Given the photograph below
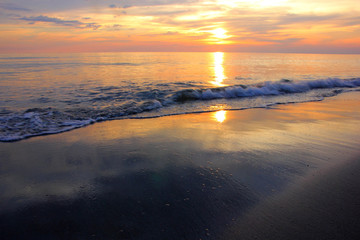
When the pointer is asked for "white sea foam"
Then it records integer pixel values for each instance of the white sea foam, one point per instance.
(39, 121)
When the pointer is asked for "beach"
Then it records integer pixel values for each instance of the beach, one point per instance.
(281, 172)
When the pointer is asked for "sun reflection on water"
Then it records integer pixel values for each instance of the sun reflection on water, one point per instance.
(220, 116)
(218, 69)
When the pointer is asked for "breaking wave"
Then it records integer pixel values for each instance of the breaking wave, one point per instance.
(40, 121)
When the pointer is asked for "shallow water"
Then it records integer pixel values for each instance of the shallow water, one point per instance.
(195, 176)
(45, 94)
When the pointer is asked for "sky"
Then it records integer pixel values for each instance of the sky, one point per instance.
(304, 26)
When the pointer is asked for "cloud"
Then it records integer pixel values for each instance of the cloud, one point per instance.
(136, 3)
(58, 21)
(13, 7)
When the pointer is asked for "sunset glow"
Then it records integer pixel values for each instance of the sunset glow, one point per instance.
(180, 25)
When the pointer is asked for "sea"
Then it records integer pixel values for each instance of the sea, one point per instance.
(53, 93)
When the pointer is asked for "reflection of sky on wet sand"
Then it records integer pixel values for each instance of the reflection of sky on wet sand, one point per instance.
(171, 166)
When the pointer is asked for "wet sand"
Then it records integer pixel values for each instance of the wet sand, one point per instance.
(284, 173)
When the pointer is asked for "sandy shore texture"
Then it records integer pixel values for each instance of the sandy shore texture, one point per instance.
(291, 172)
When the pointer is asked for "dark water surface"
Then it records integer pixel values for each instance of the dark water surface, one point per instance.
(199, 176)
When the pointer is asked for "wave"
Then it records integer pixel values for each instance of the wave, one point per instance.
(264, 89)
(40, 121)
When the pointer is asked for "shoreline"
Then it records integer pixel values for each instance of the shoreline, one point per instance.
(264, 173)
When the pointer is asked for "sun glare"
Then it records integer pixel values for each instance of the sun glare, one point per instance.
(220, 116)
(218, 69)
(219, 33)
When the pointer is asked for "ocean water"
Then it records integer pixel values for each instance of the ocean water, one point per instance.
(44, 94)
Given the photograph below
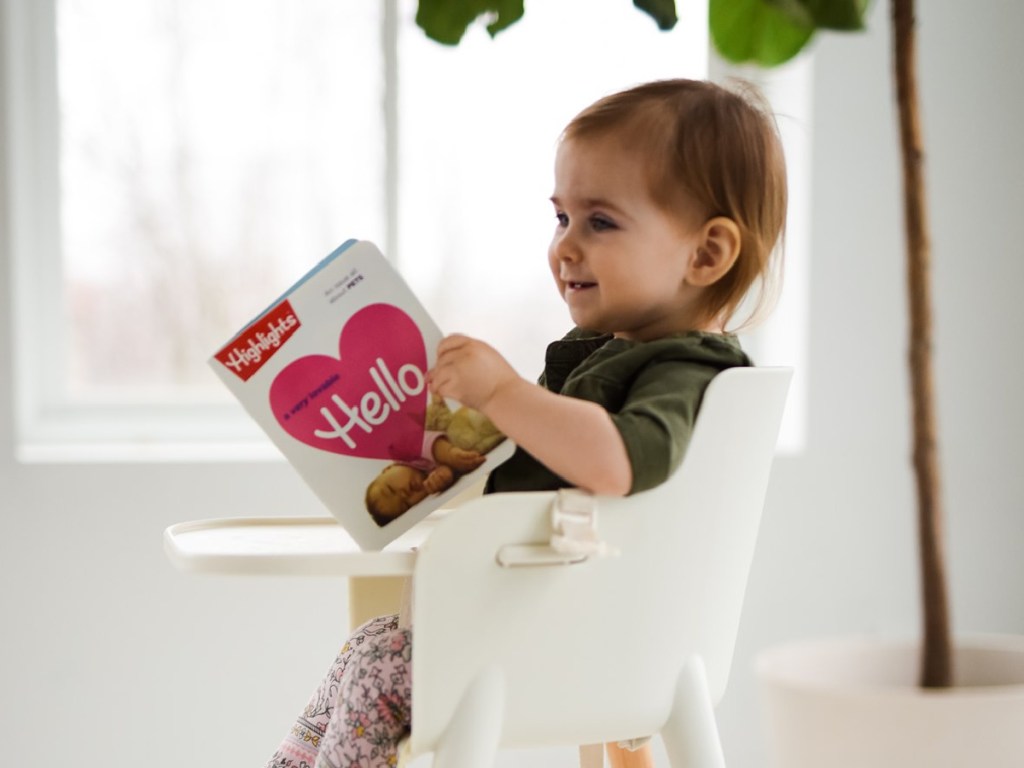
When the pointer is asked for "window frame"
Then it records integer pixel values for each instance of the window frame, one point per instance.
(49, 428)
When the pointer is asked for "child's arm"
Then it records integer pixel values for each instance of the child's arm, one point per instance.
(573, 438)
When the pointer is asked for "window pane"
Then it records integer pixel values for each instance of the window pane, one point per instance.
(211, 152)
(478, 130)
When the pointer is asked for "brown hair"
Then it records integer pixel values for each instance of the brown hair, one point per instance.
(714, 145)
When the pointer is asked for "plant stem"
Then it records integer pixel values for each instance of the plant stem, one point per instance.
(936, 663)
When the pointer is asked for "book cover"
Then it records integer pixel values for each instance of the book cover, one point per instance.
(335, 373)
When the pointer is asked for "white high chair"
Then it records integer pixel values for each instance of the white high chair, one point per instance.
(516, 645)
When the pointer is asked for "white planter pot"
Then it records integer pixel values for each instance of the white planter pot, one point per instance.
(854, 704)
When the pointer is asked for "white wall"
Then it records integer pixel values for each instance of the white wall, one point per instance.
(109, 651)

= Work task =
When printing the entries, leave out the images and keep everything else exact.

= Expected output =
Given the photograph below
When the pointer is asked for "white sea foam"
Then it records integer pixel values for each instance of the white sea foam, one point per instance.
(39, 121)
When the pointer is asked for "beach"
Then it records integer pixel values for each instance of the beach, one point per instance.
(281, 172)
When the pointer is asked for "sun reflection on water"
Then it records integer pixel values for each instance of the sun reflection on water, one point per instance.
(220, 116)
(218, 69)
When the pointer is asked for "breaking wave"
Then it records integer pixel values for each instance of the breaking wave, one point per instance.
(40, 121)
When the pointer is asked for "shallow water"
Then it records integer pixel values for each instance of the shallow water, one point per instance.
(195, 176)
(45, 94)
When the pointer is asked for "sky"
Then it records integer pixel values for each instance of the sky, one point per instance.
(304, 26)
When the pointer is asked for "cloud"
Then it records integer pixel values for each instance of the cloud, one point per instance.
(136, 3)
(58, 21)
(13, 7)
When the pointer is asked for "sunset glow"
Then it records integer pixel values for each instance of the sunset glow, one point per instance.
(180, 25)
When the pointer is asked for "sea"
Then it records integer pixel values for each instance of the sea, one point per instance.
(53, 93)
When the pointer is asked for "reflection of sky on wet sand"
Then it records integer pixel values for each instance of the reflection of sky on wet sand, one point per instance.
(171, 166)
When the pointer is asked for "wet sand"
Then it records integer pixel values for each instance of the wet sand, one point per instance.
(284, 173)
When the pointer is asked for "sandy shore texture"
Then it records integer pixel values for each instance of the sandy shore texture, one point per instance.
(291, 172)
When the pointer is asked for "dark water surface"
Then it records integer pixel values for each instance of the dark water surface, one point per instance.
(199, 176)
When the pointer is asked for "wave"
Then it records integer pixel values for each instance of the wave, one point per instance.
(264, 89)
(40, 121)
When the pointer is asked for "shoreline"
Then it records integer pixel values for each instance of the shoreline, one point per instance.
(264, 173)
When the pointer is asked for "sun glare"
Then it records integer pixel values for each instance of the sun glare, one point per instance.
(220, 116)
(218, 69)
(219, 33)
When the pointer is asked for "ocean water"
Then it records integer pixel values for each instance of the ocean water, one point per instance.
(44, 94)
Given the photograph below
When the pointer is asked for "window frame"
Then it records integer pixel values for each instance of the window frame, one point per instance.
(49, 428)
When the pointer is asked for "child's arm"
Then it records integer pixel values for each instance of the child's arm, one point per instance.
(573, 438)
When the pointer is asked for "window pane"
Then it records integer pixel values for each instance of the window pane, one point per instance.
(211, 152)
(478, 130)
When the pointer is asked for "brown hair"
Then it records integer pixel values for each instance of the brown hair, one point per instance.
(714, 145)
When the pointer is asked for "plant stem"
Then it records integer pixel values for each instance of the plant stem, one point per instance.
(936, 663)
When the pointer is asked for "book cover"
Then it records integer pixel values for each instance of the book cover, one point per instance.
(335, 373)
When the pointer is asked for "white high chair"
Then it records integer pixel values for each instance of the white high chair, one point per instance.
(516, 645)
When the pointer is asked for "white planter pot"
Then it records integer pixel values for each instance of the white planter pot, one point per instance.
(854, 704)
When the pointer is asked for "white wall"
Then it records integer pixel values for each instance of the white wall, one point per instance.
(109, 651)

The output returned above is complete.